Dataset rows

※

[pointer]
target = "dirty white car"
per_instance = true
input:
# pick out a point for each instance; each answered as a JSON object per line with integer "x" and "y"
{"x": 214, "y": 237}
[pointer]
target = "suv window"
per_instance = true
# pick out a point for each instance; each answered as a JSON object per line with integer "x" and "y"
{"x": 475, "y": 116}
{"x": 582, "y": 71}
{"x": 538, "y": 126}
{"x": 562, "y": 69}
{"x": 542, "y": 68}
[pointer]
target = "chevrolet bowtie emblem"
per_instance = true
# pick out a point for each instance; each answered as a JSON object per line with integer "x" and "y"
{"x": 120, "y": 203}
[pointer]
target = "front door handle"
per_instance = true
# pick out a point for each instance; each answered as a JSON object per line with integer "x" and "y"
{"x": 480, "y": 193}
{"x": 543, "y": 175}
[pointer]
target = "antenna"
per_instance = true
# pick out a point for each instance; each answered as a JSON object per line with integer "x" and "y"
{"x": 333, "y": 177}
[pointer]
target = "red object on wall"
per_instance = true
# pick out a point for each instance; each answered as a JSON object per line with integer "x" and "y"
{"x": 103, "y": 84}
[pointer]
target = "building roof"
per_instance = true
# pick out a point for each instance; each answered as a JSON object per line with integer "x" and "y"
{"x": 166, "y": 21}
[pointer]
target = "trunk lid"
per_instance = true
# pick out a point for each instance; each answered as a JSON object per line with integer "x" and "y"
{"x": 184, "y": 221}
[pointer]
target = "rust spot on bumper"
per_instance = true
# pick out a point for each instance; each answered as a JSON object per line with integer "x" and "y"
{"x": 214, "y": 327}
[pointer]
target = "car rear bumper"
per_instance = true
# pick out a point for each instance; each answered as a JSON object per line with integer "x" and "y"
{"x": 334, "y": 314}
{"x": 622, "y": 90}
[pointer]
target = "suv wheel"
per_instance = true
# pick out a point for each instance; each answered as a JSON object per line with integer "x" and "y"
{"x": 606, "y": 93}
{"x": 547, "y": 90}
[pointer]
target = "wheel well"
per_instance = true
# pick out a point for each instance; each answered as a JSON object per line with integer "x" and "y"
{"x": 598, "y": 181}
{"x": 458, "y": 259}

※

THE TASK. Exactly as written, please output every entry.

EXERCISE ANSWER.
[pointer]
target = "dirty white car"
per_instance = true
input:
# pick out a point for each instance; each answered as a JSON object per line with integer "x" and "y"
{"x": 214, "y": 237}
[pointer]
target = "suv window"
per_instance = true
# pick out a point for each instance; each answered as a JSON object per line with integer "x" and "y"
{"x": 475, "y": 116}
{"x": 582, "y": 71}
{"x": 538, "y": 126}
{"x": 562, "y": 69}
{"x": 542, "y": 68}
[pointer]
target = "chevrolet bowtie emblem"
per_instance = true
# pick out a point for each instance; each answered as a JSON object per line with integer "x" and "y"
{"x": 120, "y": 203}
[pointer]
target = "front door handle"
per_instance = true
# pick out a point for each instance; each answered as a JSON object per line with integer "x" and "y"
{"x": 480, "y": 193}
{"x": 543, "y": 175}
[pointer]
target = "antenna"
per_instance = true
# pick out a point for each instance; each answered as a JSON object per line with integer "x" and "y"
{"x": 333, "y": 177}
[pointer]
target = "red object on wall"
per_instance = true
# pick out a point for each instance; each answered as a JSON object per line with integer "x" and "y"
{"x": 103, "y": 84}
[pointer]
target = "building roof"
per_instance = true
# pick out a point for each instance; each answered as a JSON object per line with integer "x" and "y"
{"x": 166, "y": 21}
[pointer]
target = "trunk lid"
per_instance = true
# pick out a point for each instance; each answered as a JSON object per line with integer "x" and "y"
{"x": 184, "y": 221}
[pointer]
target = "rust spot on bumper"
per_instance = true
# pick out a point for each instance; each answered as a JSON object per line with integer "x" and "y"
{"x": 214, "y": 327}
[pointer]
target = "car rear bumper"
per_instance = true
# pick out a point for each instance; each answered as a JSON object per line with integer "x" and "y"
{"x": 334, "y": 314}
{"x": 622, "y": 90}
[pointer]
target = "suv wheel"
per_instance = true
# pick out a point for each instance; each answered as a JSON object per line with integer "x" and "y"
{"x": 606, "y": 93}
{"x": 547, "y": 90}
[pointer]
target = "wheel well"
per_instance = true
# pick out a point for each instance; each answered as a JSON object per line with integer "x" and "y"
{"x": 598, "y": 181}
{"x": 458, "y": 259}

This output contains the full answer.